» TRECHO ORIGINAL
Há algo de absurdo, mas também de terrivelmente revelador na a ameaça de ser acusado por Alta Traição, que pesa agora sobre Yanis Varoufakis. A ameaça lança luz nua e cruel sobre o fato de que a Eurozona está convertida em animal perigoso, mais precisametne, em tirano, que não se deixa conter por nenhuma lei ou regra.
Os fatos
Yanis Varoufakis, como Ministro das Finanças, tomou a decisão dehackear o sistema de dados do Gabinete de Arrecadação do governo grego. Já várias vezes falamos, nesse espaço, sobre esse "plano B", e é disso que se trata agora, motivo de todas as críticas contra Varoufakis. Mas essa decisão foi tomada de acordo com o primeiro-ministro Alexis Tsipras.
A decisão sobre o sistema de dados do Gabinete de Arrecadação foi tomada porque aquele gabinete já estava, de fato, sob controle de gente da "troika", quer dizer, do FMI, do Banco Central Europeu e da Comissão Europeia.

» DADOS APRESENTADOS

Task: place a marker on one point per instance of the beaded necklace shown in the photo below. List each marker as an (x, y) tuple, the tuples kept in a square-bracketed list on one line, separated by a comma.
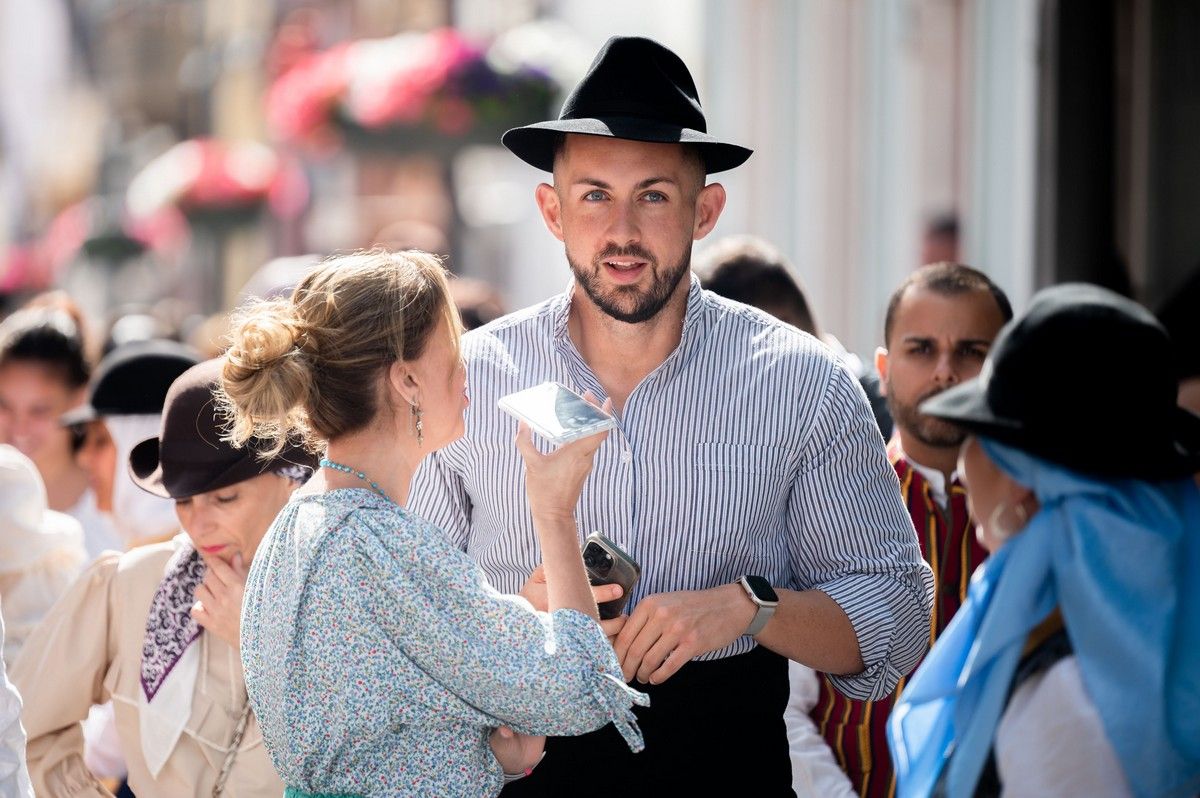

» EXERCÍCIO ESCRITO
Transcreva do texto sobre Yanis Varoufakis o trecho que vai de "Há algo de absurdo, mas" até "lei ou regra.". A listagem provém de outra fonte.

» SOLUÇÃO A SEGUIR
Há algo de absurdo, mas também de terrivelmente revelador na a ameaça de ser acusado por Alta Traição, que pesa agora sobre Yanis Varoufakis. A ameaça lança luz nua e cruel sobre o fato de que a Eurozona está convertida em animal perigoso, mais precisametne, em tirano, que não se deixa conter por nenhuma lei ou regra.